[EXCERPTED DATA]:
★ ★ ★

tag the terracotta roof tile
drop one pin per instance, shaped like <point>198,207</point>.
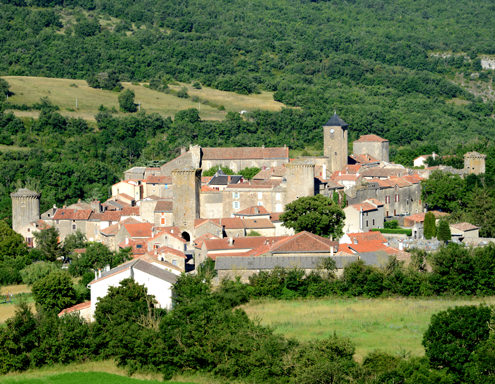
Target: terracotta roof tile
<point>252,211</point>
<point>370,138</point>
<point>464,226</point>
<point>257,223</point>
<point>158,180</point>
<point>72,214</point>
<point>75,308</point>
<point>141,230</point>
<point>164,206</point>
<point>367,236</point>
<point>245,153</point>
<point>304,242</point>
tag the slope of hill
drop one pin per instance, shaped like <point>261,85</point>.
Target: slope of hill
<point>76,99</point>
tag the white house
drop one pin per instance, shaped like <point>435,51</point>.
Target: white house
<point>152,274</point>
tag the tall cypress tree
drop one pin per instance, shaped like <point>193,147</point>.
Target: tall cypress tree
<point>430,229</point>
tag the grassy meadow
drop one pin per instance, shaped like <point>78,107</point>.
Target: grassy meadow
<point>20,292</point>
<point>97,372</point>
<point>64,92</point>
<point>394,325</point>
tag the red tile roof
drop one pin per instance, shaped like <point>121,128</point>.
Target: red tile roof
<point>158,180</point>
<point>168,250</point>
<point>257,223</point>
<point>361,237</point>
<point>140,230</point>
<point>75,308</point>
<point>365,207</point>
<point>245,153</point>
<point>370,138</point>
<point>72,214</point>
<point>164,206</point>
<point>464,226</point>
<point>252,211</point>
<point>130,211</point>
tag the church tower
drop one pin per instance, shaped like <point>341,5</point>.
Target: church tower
<point>335,143</point>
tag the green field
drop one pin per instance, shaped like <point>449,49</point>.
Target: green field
<point>64,93</point>
<point>96,372</point>
<point>394,325</point>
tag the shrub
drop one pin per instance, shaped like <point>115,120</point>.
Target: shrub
<point>454,334</point>
<point>37,271</point>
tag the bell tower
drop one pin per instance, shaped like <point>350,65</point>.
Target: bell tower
<point>335,143</point>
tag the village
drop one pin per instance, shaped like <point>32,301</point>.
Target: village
<point>174,218</point>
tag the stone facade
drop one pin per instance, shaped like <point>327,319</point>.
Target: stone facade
<point>300,179</point>
<point>186,189</point>
<point>335,143</point>
<point>372,145</point>
<point>25,208</point>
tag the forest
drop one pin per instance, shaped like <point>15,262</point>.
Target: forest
<point>390,67</point>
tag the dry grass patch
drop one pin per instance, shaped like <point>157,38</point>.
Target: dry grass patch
<point>64,93</point>
<point>394,325</point>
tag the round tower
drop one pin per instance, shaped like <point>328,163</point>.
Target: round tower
<point>25,208</point>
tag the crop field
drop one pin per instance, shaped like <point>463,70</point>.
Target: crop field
<point>394,325</point>
<point>65,93</point>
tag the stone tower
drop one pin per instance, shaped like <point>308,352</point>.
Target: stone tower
<point>335,143</point>
<point>186,185</point>
<point>474,162</point>
<point>300,178</point>
<point>25,208</point>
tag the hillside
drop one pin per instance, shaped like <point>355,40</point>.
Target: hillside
<point>64,93</point>
<point>370,61</point>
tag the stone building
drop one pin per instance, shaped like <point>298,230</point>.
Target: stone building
<point>474,162</point>
<point>363,217</point>
<point>335,143</point>
<point>400,195</point>
<point>187,183</point>
<point>25,208</point>
<point>300,181</point>
<point>372,145</point>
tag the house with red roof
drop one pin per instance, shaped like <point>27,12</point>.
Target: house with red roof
<point>362,217</point>
<point>372,145</point>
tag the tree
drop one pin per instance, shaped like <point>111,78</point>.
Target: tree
<point>54,292</point>
<point>443,233</point>
<point>74,241</point>
<point>126,101</point>
<point>48,244</point>
<point>429,228</point>
<point>454,334</point>
<point>316,214</point>
<point>444,191</point>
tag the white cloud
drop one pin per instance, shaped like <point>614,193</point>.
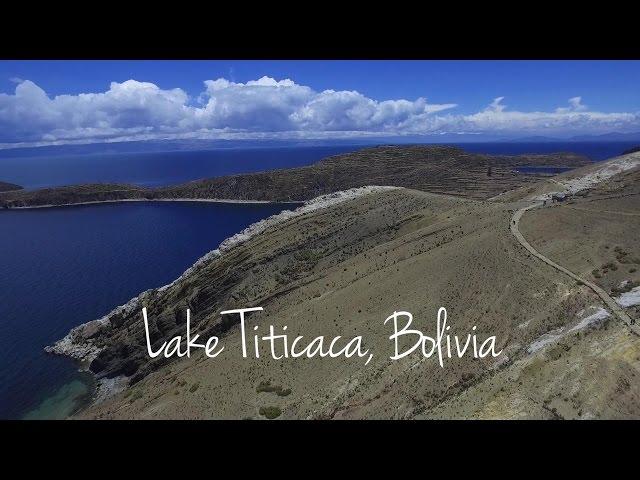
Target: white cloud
<point>266,108</point>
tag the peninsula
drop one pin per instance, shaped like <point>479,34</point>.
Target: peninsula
<point>518,265</point>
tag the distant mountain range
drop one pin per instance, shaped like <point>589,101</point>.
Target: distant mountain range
<point>154,146</point>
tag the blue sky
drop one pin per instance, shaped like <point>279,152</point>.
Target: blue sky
<point>44,102</point>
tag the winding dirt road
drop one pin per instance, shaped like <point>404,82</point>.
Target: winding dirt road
<point>606,298</point>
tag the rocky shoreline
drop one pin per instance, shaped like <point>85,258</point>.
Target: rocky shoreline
<point>436,169</point>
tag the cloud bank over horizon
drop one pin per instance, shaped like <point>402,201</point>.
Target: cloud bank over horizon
<point>267,108</point>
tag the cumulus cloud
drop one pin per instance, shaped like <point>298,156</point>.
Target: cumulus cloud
<point>265,108</point>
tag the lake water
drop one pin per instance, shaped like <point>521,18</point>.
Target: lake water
<point>64,266</point>
<point>61,267</point>
<point>165,168</point>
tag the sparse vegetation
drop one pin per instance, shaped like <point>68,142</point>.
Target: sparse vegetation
<point>277,389</point>
<point>136,395</point>
<point>270,412</point>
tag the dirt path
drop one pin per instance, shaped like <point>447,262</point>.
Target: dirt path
<point>630,214</point>
<point>609,302</point>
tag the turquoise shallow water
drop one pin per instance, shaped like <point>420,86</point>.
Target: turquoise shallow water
<point>61,267</point>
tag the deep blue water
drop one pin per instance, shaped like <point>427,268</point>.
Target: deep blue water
<point>154,169</point>
<point>60,267</point>
<point>64,266</point>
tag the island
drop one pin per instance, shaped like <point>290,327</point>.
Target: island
<point>382,230</point>
<point>9,187</point>
<point>437,169</point>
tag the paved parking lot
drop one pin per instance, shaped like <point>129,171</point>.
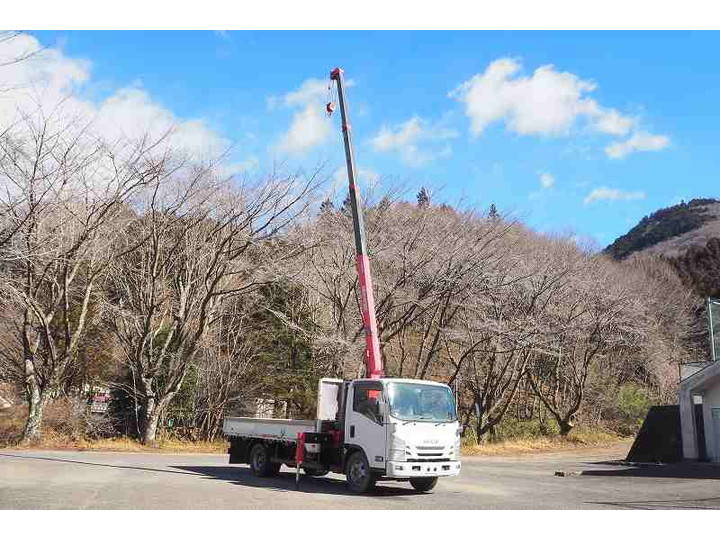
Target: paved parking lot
<point>107,480</point>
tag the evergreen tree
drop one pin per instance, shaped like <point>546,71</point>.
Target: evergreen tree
<point>326,206</point>
<point>492,213</point>
<point>423,197</point>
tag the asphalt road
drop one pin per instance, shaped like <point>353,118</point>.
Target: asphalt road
<point>107,480</point>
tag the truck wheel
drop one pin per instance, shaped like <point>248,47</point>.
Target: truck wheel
<point>315,472</point>
<point>360,478</point>
<point>260,461</point>
<point>423,484</point>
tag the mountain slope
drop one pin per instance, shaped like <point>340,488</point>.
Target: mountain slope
<point>687,235</point>
<point>671,231</point>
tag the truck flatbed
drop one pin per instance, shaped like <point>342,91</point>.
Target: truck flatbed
<point>277,429</point>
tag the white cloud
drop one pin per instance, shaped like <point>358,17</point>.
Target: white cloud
<point>609,194</point>
<point>51,81</point>
<point>415,140</point>
<point>310,125</point>
<point>547,180</point>
<point>641,141</point>
<point>339,183</point>
<point>548,102</point>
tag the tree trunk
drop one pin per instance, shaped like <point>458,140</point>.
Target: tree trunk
<point>565,426</point>
<point>36,405</point>
<point>151,418</point>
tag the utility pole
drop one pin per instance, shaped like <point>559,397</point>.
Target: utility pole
<point>373,360</point>
<point>710,303</point>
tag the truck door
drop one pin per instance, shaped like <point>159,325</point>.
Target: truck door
<point>364,423</point>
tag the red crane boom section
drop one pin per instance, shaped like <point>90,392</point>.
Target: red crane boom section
<point>373,359</point>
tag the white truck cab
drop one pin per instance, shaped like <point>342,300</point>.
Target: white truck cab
<point>406,428</point>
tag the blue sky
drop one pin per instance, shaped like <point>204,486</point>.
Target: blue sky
<point>503,138</point>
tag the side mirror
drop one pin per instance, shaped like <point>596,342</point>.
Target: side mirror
<point>382,409</point>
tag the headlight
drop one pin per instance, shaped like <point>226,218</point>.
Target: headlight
<point>397,449</point>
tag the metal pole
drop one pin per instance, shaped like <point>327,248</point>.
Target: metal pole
<point>712,330</point>
<point>373,360</point>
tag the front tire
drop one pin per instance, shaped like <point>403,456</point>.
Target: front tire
<point>260,461</point>
<point>359,477</point>
<point>423,484</point>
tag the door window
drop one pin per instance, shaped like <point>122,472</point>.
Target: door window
<point>366,401</point>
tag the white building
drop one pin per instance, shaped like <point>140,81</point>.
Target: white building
<point>700,386</point>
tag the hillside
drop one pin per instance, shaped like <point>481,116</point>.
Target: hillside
<point>671,231</point>
<point>687,235</point>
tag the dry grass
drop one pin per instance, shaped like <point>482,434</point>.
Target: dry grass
<point>54,441</point>
<point>532,445</point>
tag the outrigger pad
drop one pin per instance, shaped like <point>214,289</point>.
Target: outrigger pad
<point>659,438</point>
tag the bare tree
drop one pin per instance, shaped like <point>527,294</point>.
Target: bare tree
<point>64,194</point>
<point>199,241</point>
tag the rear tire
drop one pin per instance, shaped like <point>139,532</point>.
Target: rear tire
<point>360,478</point>
<point>423,484</point>
<point>315,472</point>
<point>260,461</point>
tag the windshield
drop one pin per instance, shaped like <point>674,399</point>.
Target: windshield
<point>422,402</point>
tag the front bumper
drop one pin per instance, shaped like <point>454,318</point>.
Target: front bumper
<point>414,469</point>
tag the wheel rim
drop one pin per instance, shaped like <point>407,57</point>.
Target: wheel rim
<point>358,471</point>
<point>259,461</point>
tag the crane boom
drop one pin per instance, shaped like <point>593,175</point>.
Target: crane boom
<point>373,359</point>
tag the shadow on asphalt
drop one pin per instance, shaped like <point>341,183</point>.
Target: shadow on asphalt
<point>285,481</point>
<point>78,462</point>
<point>694,471</point>
<point>240,475</point>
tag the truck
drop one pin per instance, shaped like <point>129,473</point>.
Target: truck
<point>370,429</point>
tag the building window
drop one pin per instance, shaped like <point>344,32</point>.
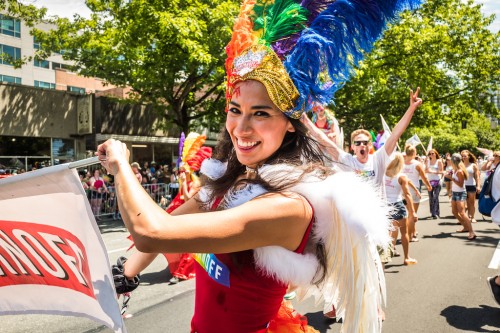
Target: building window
<point>56,65</point>
<point>46,85</point>
<point>36,44</point>
<point>63,148</point>
<point>9,53</point>
<point>10,26</point>
<point>42,63</point>
<point>76,89</point>
<point>10,79</point>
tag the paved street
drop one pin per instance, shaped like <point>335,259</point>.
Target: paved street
<point>445,292</point>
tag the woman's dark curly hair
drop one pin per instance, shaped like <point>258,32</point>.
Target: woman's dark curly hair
<point>297,149</point>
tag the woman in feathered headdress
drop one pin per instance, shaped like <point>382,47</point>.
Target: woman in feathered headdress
<point>270,213</point>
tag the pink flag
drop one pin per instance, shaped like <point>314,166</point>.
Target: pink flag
<point>52,257</point>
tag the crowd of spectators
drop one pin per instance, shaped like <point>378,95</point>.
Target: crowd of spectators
<point>160,181</point>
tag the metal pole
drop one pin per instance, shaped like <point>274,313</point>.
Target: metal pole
<point>83,163</point>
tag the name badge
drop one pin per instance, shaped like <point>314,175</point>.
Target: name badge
<point>216,269</point>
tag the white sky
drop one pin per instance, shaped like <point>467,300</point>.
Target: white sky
<point>66,8</point>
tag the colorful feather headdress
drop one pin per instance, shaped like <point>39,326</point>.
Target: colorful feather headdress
<point>304,52</point>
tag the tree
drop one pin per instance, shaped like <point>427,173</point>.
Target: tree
<point>451,137</point>
<point>171,53</point>
<point>446,49</point>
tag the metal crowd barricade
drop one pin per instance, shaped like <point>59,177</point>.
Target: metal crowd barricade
<point>105,205</point>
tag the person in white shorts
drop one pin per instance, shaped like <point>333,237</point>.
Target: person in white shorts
<point>396,186</point>
<point>414,170</point>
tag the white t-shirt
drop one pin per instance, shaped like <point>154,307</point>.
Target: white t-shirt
<point>393,189</point>
<point>471,180</point>
<point>495,192</point>
<point>454,186</point>
<point>411,171</point>
<point>373,170</point>
<point>433,167</point>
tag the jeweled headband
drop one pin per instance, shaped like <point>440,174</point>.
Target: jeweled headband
<point>303,52</point>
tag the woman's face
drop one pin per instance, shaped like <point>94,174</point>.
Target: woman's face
<point>256,126</point>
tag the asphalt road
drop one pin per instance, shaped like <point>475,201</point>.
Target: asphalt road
<point>445,292</point>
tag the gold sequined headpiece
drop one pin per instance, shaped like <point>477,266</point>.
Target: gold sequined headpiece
<point>260,63</point>
<point>303,52</point>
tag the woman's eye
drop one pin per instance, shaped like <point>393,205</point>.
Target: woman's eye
<point>261,114</point>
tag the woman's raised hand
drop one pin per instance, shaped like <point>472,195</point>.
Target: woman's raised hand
<point>112,154</point>
<point>415,101</point>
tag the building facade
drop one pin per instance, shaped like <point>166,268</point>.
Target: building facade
<point>50,115</point>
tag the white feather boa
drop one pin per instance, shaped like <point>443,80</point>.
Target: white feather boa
<point>351,220</point>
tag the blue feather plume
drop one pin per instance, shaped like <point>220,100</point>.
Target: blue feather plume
<point>335,42</point>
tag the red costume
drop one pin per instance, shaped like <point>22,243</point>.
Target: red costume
<point>230,308</point>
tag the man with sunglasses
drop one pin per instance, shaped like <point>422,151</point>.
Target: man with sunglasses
<point>371,166</point>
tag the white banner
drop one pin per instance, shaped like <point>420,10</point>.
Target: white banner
<point>52,257</point>
<point>429,146</point>
<point>414,141</point>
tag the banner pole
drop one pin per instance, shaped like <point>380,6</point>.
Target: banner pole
<point>83,163</point>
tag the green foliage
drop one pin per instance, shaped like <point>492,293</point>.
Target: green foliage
<point>170,52</point>
<point>446,49</point>
<point>451,137</point>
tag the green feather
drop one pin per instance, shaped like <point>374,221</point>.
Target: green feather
<point>279,19</point>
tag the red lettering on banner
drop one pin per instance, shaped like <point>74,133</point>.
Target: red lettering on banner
<point>33,253</point>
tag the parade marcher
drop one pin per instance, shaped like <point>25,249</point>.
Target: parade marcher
<point>271,213</point>
<point>414,170</point>
<point>472,183</point>
<point>459,195</point>
<point>136,168</point>
<point>97,190</point>
<point>324,120</point>
<point>369,166</point>
<point>396,186</point>
<point>448,167</point>
<point>193,153</point>
<point>494,281</point>
<point>174,182</point>
<point>434,171</point>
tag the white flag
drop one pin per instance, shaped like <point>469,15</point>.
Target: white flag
<point>383,138</point>
<point>52,257</point>
<point>341,139</point>
<point>414,141</point>
<point>385,126</point>
<point>429,146</point>
<point>485,152</point>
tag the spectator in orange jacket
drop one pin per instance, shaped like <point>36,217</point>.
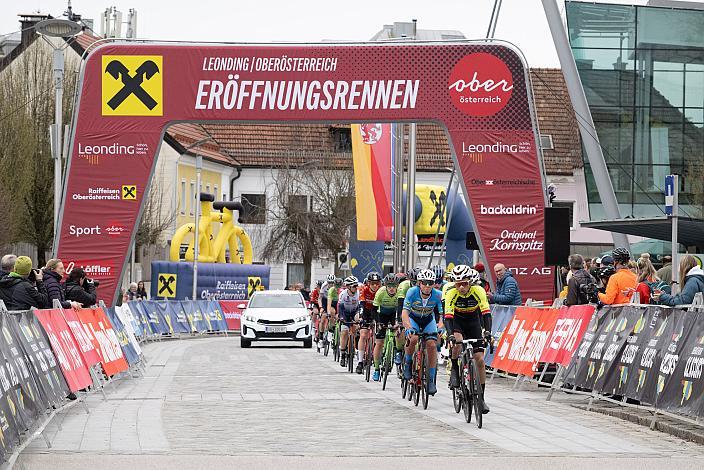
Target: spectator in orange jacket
<point>623,283</point>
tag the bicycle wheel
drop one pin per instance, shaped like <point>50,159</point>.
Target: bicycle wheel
<point>417,378</point>
<point>466,396</point>
<point>457,399</point>
<point>424,379</point>
<point>476,390</point>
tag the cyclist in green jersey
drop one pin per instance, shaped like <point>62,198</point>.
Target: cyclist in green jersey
<point>384,315</point>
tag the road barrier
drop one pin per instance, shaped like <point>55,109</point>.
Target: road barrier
<point>45,355</point>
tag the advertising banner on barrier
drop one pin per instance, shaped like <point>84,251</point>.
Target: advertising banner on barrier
<point>570,327</point>
<point>66,350</point>
<point>104,340</point>
<point>501,315</point>
<point>81,337</point>
<point>124,313</point>
<point>195,315</point>
<point>127,349</point>
<point>683,392</point>
<point>23,398</point>
<point>140,315</point>
<point>156,321</point>
<point>524,339</point>
<point>42,361</point>
<point>479,92</point>
<point>232,310</point>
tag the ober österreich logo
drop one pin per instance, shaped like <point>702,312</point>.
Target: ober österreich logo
<point>480,84</point>
<point>132,85</point>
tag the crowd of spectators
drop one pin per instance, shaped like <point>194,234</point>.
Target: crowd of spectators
<point>23,286</point>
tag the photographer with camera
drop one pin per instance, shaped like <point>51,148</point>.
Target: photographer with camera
<point>81,289</point>
<point>581,288</point>
<point>24,287</point>
<point>53,274</point>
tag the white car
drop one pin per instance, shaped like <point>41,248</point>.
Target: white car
<point>276,315</point>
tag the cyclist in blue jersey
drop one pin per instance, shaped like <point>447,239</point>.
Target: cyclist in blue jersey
<point>421,305</point>
<point>348,306</point>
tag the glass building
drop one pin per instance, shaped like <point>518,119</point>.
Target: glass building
<point>642,69</point>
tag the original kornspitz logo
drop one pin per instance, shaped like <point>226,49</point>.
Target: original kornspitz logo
<point>132,85</point>
<point>480,84</point>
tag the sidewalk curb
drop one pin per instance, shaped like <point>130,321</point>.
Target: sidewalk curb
<point>664,424</point>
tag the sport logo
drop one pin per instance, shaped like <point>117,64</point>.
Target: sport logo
<point>480,84</point>
<point>132,85</point>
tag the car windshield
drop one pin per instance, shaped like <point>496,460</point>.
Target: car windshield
<point>276,301</point>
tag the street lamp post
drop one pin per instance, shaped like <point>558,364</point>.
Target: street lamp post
<point>57,28</point>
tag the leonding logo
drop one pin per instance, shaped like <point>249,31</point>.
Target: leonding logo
<point>480,84</point>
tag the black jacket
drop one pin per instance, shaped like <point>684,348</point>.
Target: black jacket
<point>84,295</point>
<point>52,282</point>
<point>19,293</point>
<point>575,296</point>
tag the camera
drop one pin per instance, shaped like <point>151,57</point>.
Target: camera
<point>590,290</point>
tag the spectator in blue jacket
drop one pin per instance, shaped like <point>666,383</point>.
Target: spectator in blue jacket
<point>691,280</point>
<point>507,291</point>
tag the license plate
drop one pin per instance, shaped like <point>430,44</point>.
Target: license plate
<point>275,329</point>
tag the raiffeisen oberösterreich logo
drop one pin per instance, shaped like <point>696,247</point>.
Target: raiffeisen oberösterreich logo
<point>480,84</point>
<point>93,153</point>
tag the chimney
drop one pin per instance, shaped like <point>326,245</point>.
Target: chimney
<point>28,21</point>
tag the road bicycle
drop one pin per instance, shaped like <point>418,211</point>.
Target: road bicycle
<point>387,354</point>
<point>469,395</point>
<point>417,386</point>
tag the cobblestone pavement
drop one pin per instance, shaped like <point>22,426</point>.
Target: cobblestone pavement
<point>206,402</point>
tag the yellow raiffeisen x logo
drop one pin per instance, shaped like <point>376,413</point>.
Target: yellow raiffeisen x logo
<point>132,85</point>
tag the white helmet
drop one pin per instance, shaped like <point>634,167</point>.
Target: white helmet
<point>460,272</point>
<point>426,275</point>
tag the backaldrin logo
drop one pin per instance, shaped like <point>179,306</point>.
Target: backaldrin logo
<point>132,85</point>
<point>480,84</point>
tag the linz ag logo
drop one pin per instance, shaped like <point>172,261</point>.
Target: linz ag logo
<point>132,85</point>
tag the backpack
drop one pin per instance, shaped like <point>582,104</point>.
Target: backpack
<point>658,285</point>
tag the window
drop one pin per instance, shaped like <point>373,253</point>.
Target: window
<point>341,139</point>
<point>183,201</point>
<point>570,206</point>
<point>254,208</point>
<point>297,204</point>
<point>193,198</point>
<point>546,142</point>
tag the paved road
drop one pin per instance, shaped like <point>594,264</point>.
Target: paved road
<point>205,403</point>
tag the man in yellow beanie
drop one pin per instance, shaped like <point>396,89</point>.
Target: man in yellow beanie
<point>19,292</point>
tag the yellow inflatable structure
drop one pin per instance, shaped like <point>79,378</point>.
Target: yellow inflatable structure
<point>213,249</point>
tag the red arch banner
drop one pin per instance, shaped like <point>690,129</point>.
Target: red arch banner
<point>130,92</point>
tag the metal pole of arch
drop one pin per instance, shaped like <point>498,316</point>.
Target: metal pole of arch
<point>196,235</point>
<point>410,200</point>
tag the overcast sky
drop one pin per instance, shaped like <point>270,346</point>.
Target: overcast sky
<point>521,22</point>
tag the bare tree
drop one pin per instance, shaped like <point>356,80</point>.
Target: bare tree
<point>318,226</point>
<point>26,164</point>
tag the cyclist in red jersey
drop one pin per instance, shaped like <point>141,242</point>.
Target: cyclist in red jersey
<point>371,285</point>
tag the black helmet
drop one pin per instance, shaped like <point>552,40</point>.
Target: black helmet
<point>606,272</point>
<point>621,255</point>
<point>390,280</point>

★ ★ ★

Repeat everything from the line containing "tag the black jacket" down to the line containing "<point>426,275</point>", switching "instance" to "occurrence" and changing nothing else.

tag the black jacket
drop one pin per occurrence, shaped like <point>684,348</point>.
Target: black jacket
<point>84,295</point>
<point>52,282</point>
<point>19,293</point>
<point>575,296</point>
tag the camera
drop one pin per occurrence, shaped like <point>151,57</point>.
Target: camera
<point>590,290</point>
tag the spectator in blue jacket
drop one pin per occurrence, shaped like <point>666,383</point>.
Target: spectator in blue jacket
<point>691,280</point>
<point>507,291</point>
tag the license plate
drop one pin per occurrence, shaped like <point>430,44</point>.
Target: license plate
<point>275,329</point>
tag the raiffeisen oberösterreich logo
drop one pin per occurrence, shaped like <point>696,247</point>.
Target: raiffeisen oberösterreich logo
<point>480,84</point>
<point>93,153</point>
tag the chimney
drop one pin per occurrence, shaped like <point>326,245</point>.
Target: chimney
<point>28,21</point>
tag the road bicycle
drop one pin per occurrence, shaped like <point>418,211</point>.
Target: road bicycle
<point>387,354</point>
<point>469,395</point>
<point>417,386</point>
tag the cobblestone pavement
drop one pin per occurrence, shaped like <point>22,426</point>.
Target: cobblestone pavement
<point>206,402</point>
tag the yellow raiffeisen x logo
drop one pin per occurrence, shaped like <point>376,413</point>.
Target: yellow raiffeisen x logo
<point>132,85</point>
tag the white helmet
drop one pin per occurrence, shaped like <point>634,167</point>.
Target: white helmet
<point>460,272</point>
<point>426,275</point>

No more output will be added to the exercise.